Reading text:
____________
By the end of its fifth season, True Blood had soured into a mishmash of tangled storylines and a hodgepodge of painted-into-the-corner characters. Oddly enough, it's not a good thing when a vampire show starts to suck.
HBO's self-described "sexy, scary and wildly entertaining series" - based on the Sookie Stackhouse novels by Charlaine Harris - still had a lot going for it, however.
Topping the list was its fans' rabid affection for mainstay characters: the human/faerie hybrid Sookie (Anna Paquin), her unlikely vampire ally Eric (Alexander Skarsgard) and the newly reconstituted supervamp Bill/"Billith" (Stephen Moyer) who rose from a pool of blood in the gory season finale.
Yet, as production fired up for its sixth season, the show was dealt a major blow when its creator and executive producer, the Oscar- and Emmy-winner Alan Ball (Six Feet Under), left the series.
Were the good times gone for the small Louisiana town of Bon Temps, where humans and vampires could finally coexist thanks to the invention of synthetic "Tru Blood" that allowed them to "come out of the coffin"?
Apparently not.
In fact, the new season will reclaim story glory thanks to the writer Brian Buckner, who's been tickling the keyboard for True Blood since its inception in 2008 - and who stepped into his first gig as a series boss, or "showrunner", after Ball's departure. And he's apparently pretty good at it.
____________
Dataset section:
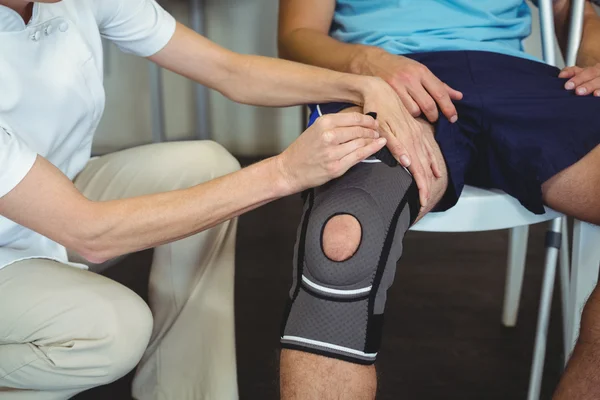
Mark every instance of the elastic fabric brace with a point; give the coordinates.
(336, 308)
____________
What to do:
Please copy the stretch of the True Blood article from "Topping the list" through "Apparently not.", swapping "synthetic" for "artificial".

Output:
Topping the list was its fans' rabid affection for mainstay characters: the human/faerie hybrid Sookie (Anna Paquin), her unlikely vampire ally Eric (Alexander Skarsgard) and the newly reconstituted supervamp Bill/"Billith" (Stephen Moyer) who rose from a pool of blood in the gory season finale.
Yet, as production fired up for its sixth season, the show was dealt a major blow when its creator and executive producer, the Oscar- and Emmy-winner Alan Ball (Six Feet Under), left the series.
Were the good times gone for the small Louisiana town of Bon Temps, where humans and vampires could finally coexist thanks to the invention of artificial "Tru Blood" that allowed them to "come out of the coffin"?
Apparently not.